Given problem a:
Return, word for word, the stretch of the passage on room generation from "As an aside" through "across multiple tiles).".

Passage:
If we were doing Spelunky style generation, we would be able to predefine the placement of all of the interesting features and simply randomly pick from the valid ones come generation time for each room type. But because everything about our rooms is being generated procedurally, we don’t have predefined room structures to draw from. How do we fix this?
As an aside before we really dive in, here’s a few of the flavour images as they currently are, btw:

We’ve got a few tables, some chairs, some mining equipment and a few random “detail” images. They’re all 16×16 so they fit on a single tile (although we could easily make images that extend across multiple tiles).
As it is right now, the thing I’ve been doing is rolling a random number on each floor tile and if it’s below a certain threshold, adding a random flavour image to the tile. You can see the outcome of this in some of the old screenshots:

There’s a broken table and a few broken chairs. But they don’t really make sense in their placing. What I would like to be able to do is build up some structures and have them “search” for a place in the map that makes sense for them to go. Let’s have a think about how to do that.

Material provided:
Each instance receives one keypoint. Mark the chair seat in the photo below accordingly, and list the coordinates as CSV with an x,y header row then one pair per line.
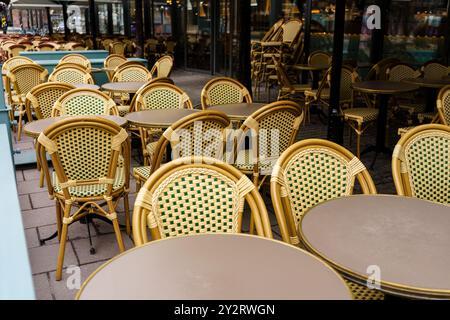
x,y
94,189
361,114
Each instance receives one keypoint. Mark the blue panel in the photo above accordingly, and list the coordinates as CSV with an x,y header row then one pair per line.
x,y
16,281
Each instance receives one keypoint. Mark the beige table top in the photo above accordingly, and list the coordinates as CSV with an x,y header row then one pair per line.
x,y
406,238
428,83
160,118
215,266
238,111
35,127
86,86
123,87
384,87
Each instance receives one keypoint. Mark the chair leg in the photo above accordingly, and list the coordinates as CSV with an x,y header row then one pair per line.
x,y
62,243
115,225
126,204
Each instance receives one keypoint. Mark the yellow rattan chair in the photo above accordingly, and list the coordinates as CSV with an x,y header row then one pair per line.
x,y
196,195
113,61
85,155
163,67
23,78
158,95
84,102
77,59
271,129
202,132
443,105
420,166
434,70
72,74
224,91
308,173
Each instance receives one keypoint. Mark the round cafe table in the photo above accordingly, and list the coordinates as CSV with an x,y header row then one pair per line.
x,y
35,127
383,89
215,266
431,88
160,118
405,239
238,111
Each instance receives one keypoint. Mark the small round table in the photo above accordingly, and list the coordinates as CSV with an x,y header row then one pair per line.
x,y
215,266
35,127
238,111
405,239
86,86
315,69
431,89
160,118
382,88
123,87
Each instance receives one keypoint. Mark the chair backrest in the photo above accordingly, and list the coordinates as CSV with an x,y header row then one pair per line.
x,y
73,74
42,98
401,71
420,163
310,172
196,195
291,30
434,70
84,102
16,49
158,95
117,47
271,129
162,67
25,77
84,153
130,73
77,59
319,58
443,105
224,90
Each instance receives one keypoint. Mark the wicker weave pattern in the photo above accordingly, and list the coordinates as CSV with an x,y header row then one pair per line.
x,y
212,207
316,175
427,159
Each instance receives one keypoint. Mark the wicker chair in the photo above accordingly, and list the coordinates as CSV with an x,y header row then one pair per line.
x,y
308,173
434,70
197,125
443,105
420,163
85,154
271,129
196,195
113,61
84,102
224,90
77,59
24,78
72,74
163,67
158,96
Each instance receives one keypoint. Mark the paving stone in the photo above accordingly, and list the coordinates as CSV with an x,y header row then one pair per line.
x,y
25,203
42,287
67,288
39,217
41,199
32,238
43,258
105,245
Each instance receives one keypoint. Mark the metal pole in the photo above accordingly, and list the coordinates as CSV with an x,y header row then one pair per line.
x,y
244,44
139,28
93,22
335,119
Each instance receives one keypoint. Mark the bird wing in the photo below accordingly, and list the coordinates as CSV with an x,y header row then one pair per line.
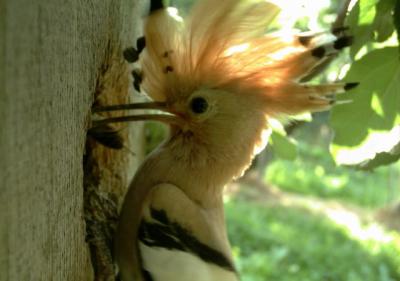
x,y
180,240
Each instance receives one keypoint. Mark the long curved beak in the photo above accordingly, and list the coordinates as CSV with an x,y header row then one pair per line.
x,y
168,117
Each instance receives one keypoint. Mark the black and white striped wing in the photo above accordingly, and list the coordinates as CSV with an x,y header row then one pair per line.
x,y
180,241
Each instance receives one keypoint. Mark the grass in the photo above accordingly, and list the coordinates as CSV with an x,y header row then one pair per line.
x,y
291,244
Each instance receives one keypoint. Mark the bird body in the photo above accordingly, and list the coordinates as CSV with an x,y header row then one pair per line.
x,y
220,79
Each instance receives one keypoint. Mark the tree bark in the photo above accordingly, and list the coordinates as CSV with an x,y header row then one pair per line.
x,y
54,55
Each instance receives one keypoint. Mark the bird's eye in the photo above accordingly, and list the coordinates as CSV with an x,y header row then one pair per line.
x,y
199,105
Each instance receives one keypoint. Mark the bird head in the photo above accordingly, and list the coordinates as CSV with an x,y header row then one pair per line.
x,y
220,78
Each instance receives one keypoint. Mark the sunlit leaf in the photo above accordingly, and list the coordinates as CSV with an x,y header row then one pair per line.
x,y
370,21
396,17
367,11
382,158
362,128
383,21
283,146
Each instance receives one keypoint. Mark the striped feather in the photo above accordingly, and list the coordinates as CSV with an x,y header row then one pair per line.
x,y
222,44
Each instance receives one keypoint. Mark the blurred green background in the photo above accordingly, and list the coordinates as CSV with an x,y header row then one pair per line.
x,y
297,214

Given problem b:
Which lines of the entries contain the string "table"? Return each of them, treating uppercase and lowercase as different.

Final result a:
As an aside before we really dive in, here’s a few of the flavour images as they currently are, btw:

We’ve got a few tables, some chairs, some mining equipment and a few random “detail” images. They’re all 16×16 so they fit on a single tile (although we could easily make images that extend across multiple tiles).

Final result b:
Each instance receives one keypoint. Mark the beige table top in the photo above accordingly, and list the coordinates as CSV with an x,y header row then one pair per line.
Each instance receives one keypoint. Mark the round cafe table in the photo above accordingly, and list the coordinates as CSV with an x,y header row then one pair per line.
Each instance receives one keypoint. Mark the small round table in the photo above accordingly, and list the coordinates as CSV with an x,y header row then one pair per line.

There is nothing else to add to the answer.